* _Task A_
Pick out every line of the listing below that contains the word "flower". Case counts.

* _Page_
=-=-=

What archaeology says

Mainstream archaeology values Jiahu as one of the richest windows on early Neolithic China. The site, about 5.5 hectares, contained house foundations, kilns, hundreds of burials and thousands of artefacts. Its rice remains are among the earliest evidence for rice cultivation this far north, and its bone flutes — radiocarbon dated to around 7000-5700 BC across three phases — are the oldest playable multi-note instruments known, published in Nature in 1999. The finest, with seven holes, produces a scale close to the modern do-re-mi; one flute even shows a tiny corrective hole drilled to fix a sour note, evidence of deliberate tuning.

Patrick McGovern of the University of Pennsylvania analysed residues from Jiahu jars and in 2004 reported a fermented drink of rice, honey and hawthorn fruit or grape — the earliest chemical evidence of alcohol anywhere, later recreated commercially as the beer Chateau Jiahu. Together with turquoise ornaments and elaborate burials, some containing tortoise-shell rattles filled with pebbles, the finds suggest ritual specialists, possibly shamans.

On the famous signs, the mainstream is respectful but firm. The 2003 Antiquity paper by Li Xueqin, Garman Harbottle and colleagues noted that a few Jiahu marks resemble much later oracle-bone characters, including forms like 'eye' and numerals. Most epigraphers, including the late David Keightley, cautioned that sixteen isolated signs separated from the Shang script by five thousand silent years cannot be called writing; they are best described as symbolic use of signs — meaningful, but not a script.

Key evidence cited
  • Radiocarbon dates spanning c. 7000-5700 BC across three occupation phases
  • Over 30 crane-bone flutes, the oldest playable instruments in the world, published in Nature
  • Chemical residue analysis by Patrick McGovern identifying a rice-honey-fruit fermented drink c. 7000-6600 BC
  • Early cultivated rice and possible pig domestication at the northern edge of the rice zone
  • Hundreds of excavated burials showing ritual differentiation, including tortoise-shell rattles
  • Sixteen or so incised signs on shell and bone, catalogued in the 2003 Antiquity study
The alternative view

What the skeptics propose

Jiahu's controversies are genuine scholarly ones, and the deepest concerns the signs. Li Xueqin's team explicitly raised the possibility of a connection between Jiahu's tortoise-shell marks and the Shang oracle-bone script — used, suggestively, on the same medium of turtle plastrons for divination — implying an unbroken symbolic tradition of five millennia. If any version of that claim held, the origin of writing in China would leap from c. 1200 BC towards 6600 BC, before Mesopotamia's first tokens matured into cuneiform. Critics called this a bridge too far: BBC coverage at the time quoted specialists warning that isolated symbols recur worldwide without ever becoming writing, and that continuity across such a gulf of time is unprovable. The debate — sign versus script, continuity versus coincidence — remains open and periodically reignites as new early marks are found at other Chinese sites.

=-=-=

* _Extracted entries_
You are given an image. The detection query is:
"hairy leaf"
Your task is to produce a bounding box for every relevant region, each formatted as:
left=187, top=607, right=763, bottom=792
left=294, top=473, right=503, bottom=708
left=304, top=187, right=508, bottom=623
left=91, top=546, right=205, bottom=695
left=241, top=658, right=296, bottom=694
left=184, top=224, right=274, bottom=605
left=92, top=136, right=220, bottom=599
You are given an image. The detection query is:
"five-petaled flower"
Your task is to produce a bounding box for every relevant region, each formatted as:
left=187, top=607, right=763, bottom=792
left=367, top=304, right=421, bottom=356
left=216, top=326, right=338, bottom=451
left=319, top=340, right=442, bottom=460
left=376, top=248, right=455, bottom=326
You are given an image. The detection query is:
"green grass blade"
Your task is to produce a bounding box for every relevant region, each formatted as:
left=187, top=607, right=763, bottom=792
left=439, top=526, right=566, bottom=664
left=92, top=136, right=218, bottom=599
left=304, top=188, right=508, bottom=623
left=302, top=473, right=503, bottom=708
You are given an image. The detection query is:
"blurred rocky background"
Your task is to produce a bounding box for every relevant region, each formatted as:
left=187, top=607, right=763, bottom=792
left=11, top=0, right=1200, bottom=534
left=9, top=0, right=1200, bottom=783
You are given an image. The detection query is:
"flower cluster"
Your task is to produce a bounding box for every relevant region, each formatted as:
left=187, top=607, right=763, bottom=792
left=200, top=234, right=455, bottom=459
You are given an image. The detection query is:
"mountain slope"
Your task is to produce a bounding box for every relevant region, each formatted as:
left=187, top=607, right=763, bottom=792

=-=-=

* _Task B_
Name every person mentioned by name in the Jiahu text above.

* _Correct response A_
"five-petaled flower"
"flower cluster"

* _Correct response B_
Patrick McGovern
Li Xueqin
Garman Harbottle
David Keightley